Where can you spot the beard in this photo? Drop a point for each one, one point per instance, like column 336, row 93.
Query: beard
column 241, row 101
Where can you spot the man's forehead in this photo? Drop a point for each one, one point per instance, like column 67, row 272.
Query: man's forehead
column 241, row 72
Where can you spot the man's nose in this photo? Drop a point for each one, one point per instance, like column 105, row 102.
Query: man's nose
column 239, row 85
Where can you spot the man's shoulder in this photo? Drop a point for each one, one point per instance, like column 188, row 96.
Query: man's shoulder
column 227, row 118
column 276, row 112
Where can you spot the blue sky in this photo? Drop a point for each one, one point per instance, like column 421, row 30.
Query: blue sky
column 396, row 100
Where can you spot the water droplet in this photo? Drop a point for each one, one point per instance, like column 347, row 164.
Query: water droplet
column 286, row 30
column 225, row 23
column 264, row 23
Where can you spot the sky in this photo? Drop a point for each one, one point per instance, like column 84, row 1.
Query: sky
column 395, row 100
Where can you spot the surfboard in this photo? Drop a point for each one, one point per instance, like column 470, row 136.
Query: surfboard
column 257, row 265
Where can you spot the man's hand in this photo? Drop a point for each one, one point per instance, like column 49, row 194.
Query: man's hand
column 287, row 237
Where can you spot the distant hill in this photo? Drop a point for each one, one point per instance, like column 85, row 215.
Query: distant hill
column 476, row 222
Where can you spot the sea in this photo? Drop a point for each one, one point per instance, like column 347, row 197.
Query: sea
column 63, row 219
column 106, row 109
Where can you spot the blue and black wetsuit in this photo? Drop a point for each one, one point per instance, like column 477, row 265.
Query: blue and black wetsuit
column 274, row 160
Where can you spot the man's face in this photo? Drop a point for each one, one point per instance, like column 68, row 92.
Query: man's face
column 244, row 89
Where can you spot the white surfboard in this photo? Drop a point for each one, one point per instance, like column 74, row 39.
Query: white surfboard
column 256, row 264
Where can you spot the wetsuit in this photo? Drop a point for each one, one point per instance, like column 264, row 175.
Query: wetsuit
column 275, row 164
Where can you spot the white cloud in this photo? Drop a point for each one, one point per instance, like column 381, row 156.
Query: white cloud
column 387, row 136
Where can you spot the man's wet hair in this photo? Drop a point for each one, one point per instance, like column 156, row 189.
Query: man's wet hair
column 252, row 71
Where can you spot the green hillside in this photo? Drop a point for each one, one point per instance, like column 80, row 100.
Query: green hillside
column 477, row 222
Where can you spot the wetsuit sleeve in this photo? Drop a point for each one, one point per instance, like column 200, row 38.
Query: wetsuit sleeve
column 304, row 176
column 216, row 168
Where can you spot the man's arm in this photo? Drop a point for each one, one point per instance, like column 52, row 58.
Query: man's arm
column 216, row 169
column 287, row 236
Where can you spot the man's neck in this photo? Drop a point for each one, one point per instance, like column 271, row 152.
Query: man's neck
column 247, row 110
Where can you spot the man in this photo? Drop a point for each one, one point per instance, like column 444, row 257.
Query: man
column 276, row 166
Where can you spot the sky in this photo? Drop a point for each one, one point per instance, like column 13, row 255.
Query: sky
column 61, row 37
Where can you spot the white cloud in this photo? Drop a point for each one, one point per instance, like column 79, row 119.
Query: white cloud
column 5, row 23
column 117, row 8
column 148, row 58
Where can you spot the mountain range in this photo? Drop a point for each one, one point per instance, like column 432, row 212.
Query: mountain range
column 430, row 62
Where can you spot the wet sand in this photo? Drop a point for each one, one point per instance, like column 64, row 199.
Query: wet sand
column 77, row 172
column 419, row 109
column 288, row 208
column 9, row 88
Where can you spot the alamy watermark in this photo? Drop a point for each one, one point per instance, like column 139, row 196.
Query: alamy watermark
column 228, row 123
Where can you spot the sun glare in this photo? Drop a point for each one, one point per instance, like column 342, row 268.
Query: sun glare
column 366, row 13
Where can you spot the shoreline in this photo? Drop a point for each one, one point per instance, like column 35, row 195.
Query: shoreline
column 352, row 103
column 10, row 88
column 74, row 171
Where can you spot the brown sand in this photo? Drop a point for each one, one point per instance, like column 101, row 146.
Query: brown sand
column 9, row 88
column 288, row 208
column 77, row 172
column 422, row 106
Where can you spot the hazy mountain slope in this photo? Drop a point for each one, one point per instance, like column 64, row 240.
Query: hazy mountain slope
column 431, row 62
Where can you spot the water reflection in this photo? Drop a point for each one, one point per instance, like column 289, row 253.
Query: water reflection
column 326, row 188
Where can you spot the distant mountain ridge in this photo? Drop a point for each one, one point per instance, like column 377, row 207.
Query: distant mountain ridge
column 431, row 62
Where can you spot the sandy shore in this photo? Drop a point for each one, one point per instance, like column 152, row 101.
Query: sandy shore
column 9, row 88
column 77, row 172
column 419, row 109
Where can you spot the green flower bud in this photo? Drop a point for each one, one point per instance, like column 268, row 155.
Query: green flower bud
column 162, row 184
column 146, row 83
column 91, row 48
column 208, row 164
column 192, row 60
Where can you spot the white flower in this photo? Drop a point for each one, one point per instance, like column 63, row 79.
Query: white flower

> _Directions for this task_
Print back all the lines verbatim.

> _Exercise result_
Where can you spot the beard in this photo? Drop a point for each one, one point per instance, like column 336, row 93.
Query: beard
column 241, row 101
Where can you spot the man's forehead in this photo? Drop a point for each one, one point per instance, like column 67, row 272.
Query: man's forehead
column 241, row 72
Where can you spot the man's nose in this photo? Drop a point for each one, one point per instance, like column 105, row 102.
Query: man's nose
column 239, row 85
Where can you spot the man's shoulder in this photo? Drop a point for each one, one point per instance, like column 188, row 96.
Query: man's shoulder
column 227, row 118
column 276, row 112
Where can you spot the blue sky in this photo? Drop a point for each one, one point per instance, like column 421, row 30.
Query: blue sky
column 396, row 100
Where can you spot the water droplet in this photo? Drop a point for each one, one point per instance, like column 347, row 164.
Query: water droplet
column 286, row 30
column 225, row 23
column 264, row 23
Where can you spot the sky in this photo? Drop a point for each one, one point per instance, like column 84, row 1.
Query: sky
column 395, row 100
Where can you spot the surfboard in this photo? Drop a point for each one, one point per instance, like column 470, row 136.
Query: surfboard
column 257, row 265
Where can you spot the man's hand in this photo? Drop a point for each one, one point per instance, like column 49, row 194.
Query: man's hand
column 287, row 237
Where can you spot the distant hill in this photo? Drop a point for each one, one point per instance, like column 85, row 215.
Query: distant hill
column 476, row 222
Where can you spot the sea in this photo? Drop a point for each one, one point per instance, like column 347, row 197.
Query: sea
column 63, row 219
column 106, row 109
Where can you spot the blue and black wetsuit in this photo? Drop a point for each one, one point per instance, like column 477, row 265.
Query: blue and black wetsuit
column 274, row 160
Where can you spot the man's face in this photo? Drop a point for each one, one point per instance, like column 68, row 92.
Query: man's face
column 244, row 89
Where can you spot the white surfboard in this photo? Drop a point for each one, one point per instance, like column 74, row 39.
Query: white surfboard
column 256, row 264
Where can you spot the wetsuit in this photo? Drop a point for each one, one point per instance, like column 264, row 175.
Query: wetsuit
column 275, row 164
Where can you spot the white cloud in this photo? Drop a point for each one, one point per instance, like column 381, row 156.
Query: white cloud
column 387, row 136
Where can you spot the man's wet hair in this photo? Drop a point for each one, one point per instance, like column 156, row 189.
Query: man's wet hair
column 252, row 71
Where can you spot the green hillside in this photo? Drop a point for each one, one point per instance, like column 80, row 100.
Query: green hillside
column 477, row 222
Where can you spot the wetsuit sleeve in this photo? Drop a point for each one, one point per instance, like column 200, row 38.
Query: wetsuit sleeve
column 304, row 176
column 216, row 168
Where can you spot the man's arm in this photo? Drop a point for each one, one point per instance, like column 52, row 58.
Query: man's arm
column 216, row 169
column 287, row 236
Where can you spot the man's neck in this photo? Drop a point for each one, one point per instance, like column 271, row 152.
Query: man's neck
column 247, row 110
Where can you spot the man in this photo? Drop a point for each one, one point per instance, like column 444, row 257.
Query: man
column 276, row 166
Where can you spot the sky in this photo? Drop a point for each one, one point per instance, like column 13, row 255.
Query: sky
column 61, row 37
Where can you spot the white cloud in this photo? Drop a point for each one, one point per instance, like column 79, row 119.
Query: white cloud
column 5, row 23
column 117, row 8
column 148, row 58
Where can you spot the mountain range in this photo? Drop a point for each one, one point per instance, like column 432, row 212.
Query: mountain range
column 430, row 62
Where can you spot the wet sand in this photo? Drop a point for each one, one point per instance, like column 64, row 199.
Query: wet sand
column 77, row 172
column 419, row 109
column 288, row 208
column 9, row 88
Where can you spot the alamy watermark in this photo? Drop a point for each one, one point per instance, like column 139, row 196.
Query: alamy watermark
column 228, row 123
Where can you spot the sun glare in this photo? Drop a point for each one, one point per instance, like column 342, row 268.
Query: sun glare
column 366, row 13
Where can you spot the shoreline in this photo? Drop a point for each one, one point per instance, like column 35, row 195.
Query: shoreline
column 352, row 103
column 10, row 88
column 74, row 171
Where can you spot the brown sand in this photo? Drop a point for each one, one point per instance, like column 101, row 146.
Query: brown sand
column 9, row 88
column 288, row 208
column 77, row 172
column 422, row 106
Where can you spot the hazy mountain slope in this photo? Drop a point for each one, one point per instance, like column 64, row 240.
Query: hazy mountain slope
column 431, row 62
Where can you spot the water reflection in this photo? Drop a point for each one, one point per instance, like column 289, row 253.
Query: water reflection
column 326, row 188
Where can you spot the distant mountain ridge in this photo? Drop a point for each one, one point per instance, like column 377, row 207.
Query: distant mountain ridge
column 431, row 62
Where can you spot the sandy shore in this photo? Drop a point for each one, one point per instance, like column 152, row 101.
Query: sandy shore
column 9, row 88
column 77, row 172
column 419, row 109
Where can you spot the green flower bud in this photo? Drop a point for each one, one point per instance, like column 268, row 155.
Query: green flower bud
column 162, row 184
column 146, row 83
column 91, row 48
column 208, row 164
column 192, row 60
Where can you spot the white flower in this photo? Drop a point for each one, one point per instance, like column 63, row 79.
Query: white flower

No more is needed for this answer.